Instructions to follow: Write out the piece on why good people suffer, starting at the words "Monday, September 3, 2018" and stopping after "on innocent people.".

Text shown:
Monday, September 3, 2018

I DO/DON'T UNDERSTAND


Why is it, I often wonder, that some of the best people I know, some of the kindest and most caring people around, seem to suffer so much, whether physically, mentally, spiritually or a combination of some or all? Then, on the other hand, are those people who are outwardly not so good, obviously sinful and selfish people, who seemed to have life by the tail, who have an abundance of the world’s goods and could care less about their actions and the harm those actions inflict on innocent people.

It just doesn’t seem fair especially when I truly believe that when we die here on earth, we are immediately alive with God forever: no hell for those who seem to deserve it and no purgatory for the rest of us, sinners that we all are. Thus, contemplating Hitler walking alongside Francis of Assisi in eternity is sometimes both hard to imagine and even more difficult to accept, but I still believe it to be true.

Supplied information:
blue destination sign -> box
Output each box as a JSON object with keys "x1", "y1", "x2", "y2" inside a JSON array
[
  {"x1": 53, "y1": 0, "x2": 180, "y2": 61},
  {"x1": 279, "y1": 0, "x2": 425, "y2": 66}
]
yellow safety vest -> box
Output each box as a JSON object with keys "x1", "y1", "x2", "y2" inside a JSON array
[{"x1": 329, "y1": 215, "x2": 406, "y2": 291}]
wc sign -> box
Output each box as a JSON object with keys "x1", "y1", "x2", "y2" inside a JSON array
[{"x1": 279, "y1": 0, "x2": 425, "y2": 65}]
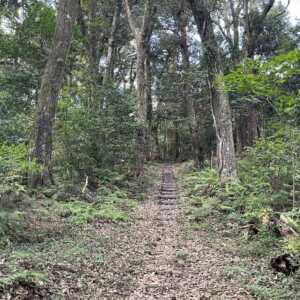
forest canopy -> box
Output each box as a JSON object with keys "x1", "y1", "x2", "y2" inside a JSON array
[{"x1": 0, "y1": 0, "x2": 300, "y2": 299}]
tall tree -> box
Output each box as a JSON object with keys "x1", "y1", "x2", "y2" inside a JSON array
[
  {"x1": 124, "y1": 0, "x2": 155, "y2": 184},
  {"x1": 188, "y1": 0, "x2": 237, "y2": 181},
  {"x1": 103, "y1": 0, "x2": 122, "y2": 83},
  {"x1": 32, "y1": 0, "x2": 79, "y2": 185}
]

Your response:
Monday, September 3, 2018

I DO/DON'T UNDERSTAND


Why is it, I often wonder, that some of the best people I know, some of the kindest and most caring people around, seem to suffer so much, whether physically, mentally, spiritually or a combination of some or all? Then, on the other hand, are those people who are outwardly not so good, obviously sinful and selfish people, who seemed to have life by the tail, who have an abundance of the world’s goods and could care less about their actions and the harm those actions inflict on innocent people.